▶ **Activity**:
Transcribe the entries exactly as given and skip whatever images they hold.

BEGIN Records for the task

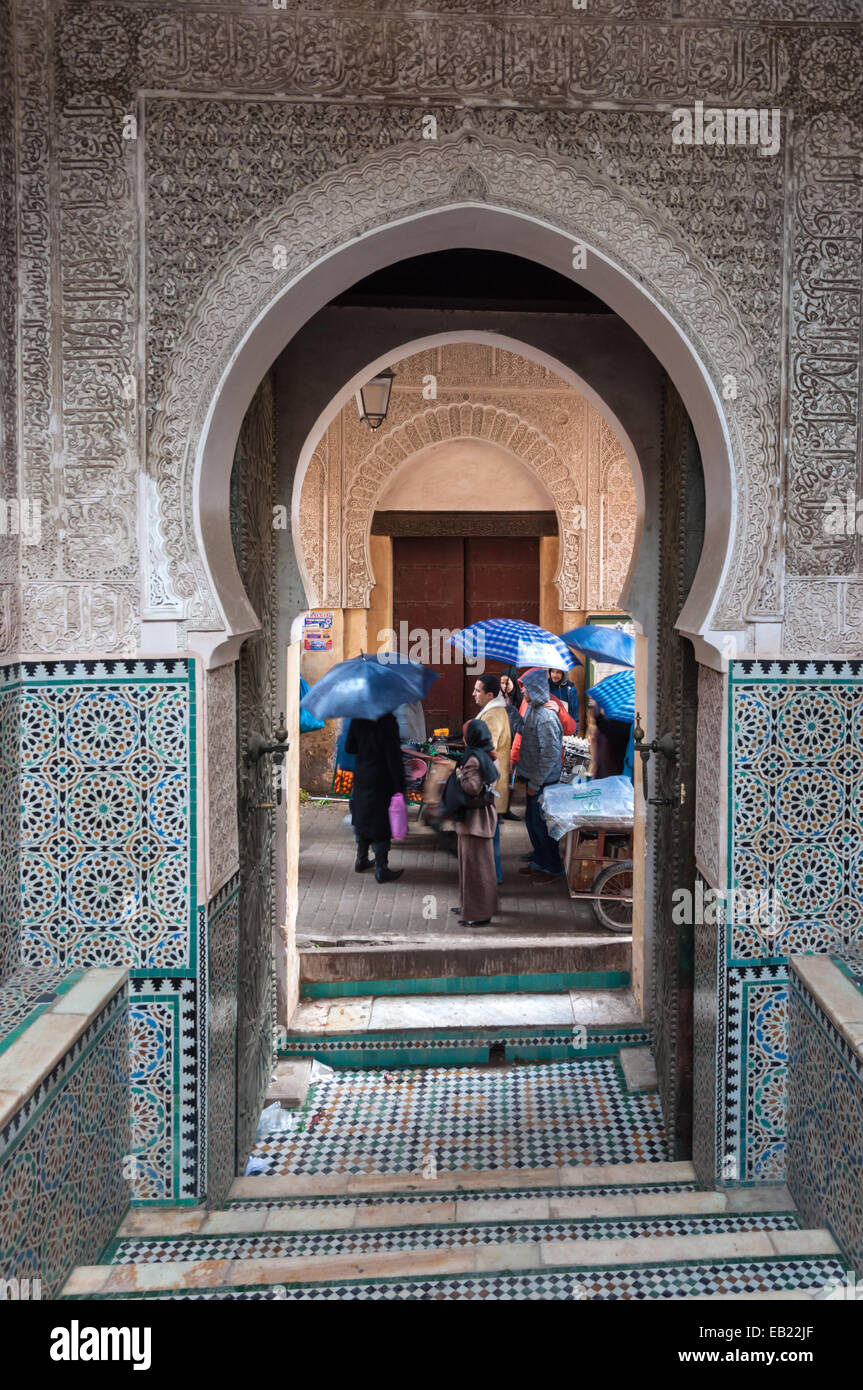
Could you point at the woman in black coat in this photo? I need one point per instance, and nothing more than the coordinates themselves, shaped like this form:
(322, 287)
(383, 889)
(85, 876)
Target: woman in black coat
(378, 774)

END Records for the task

▶ **Solved problem**:
Could you point at the woman in black coat in this photo? I need one point per instance, and nothing more than the coordinates themselves, shaped like this form:
(322, 287)
(383, 889)
(85, 876)
Target: woman in black coat
(378, 774)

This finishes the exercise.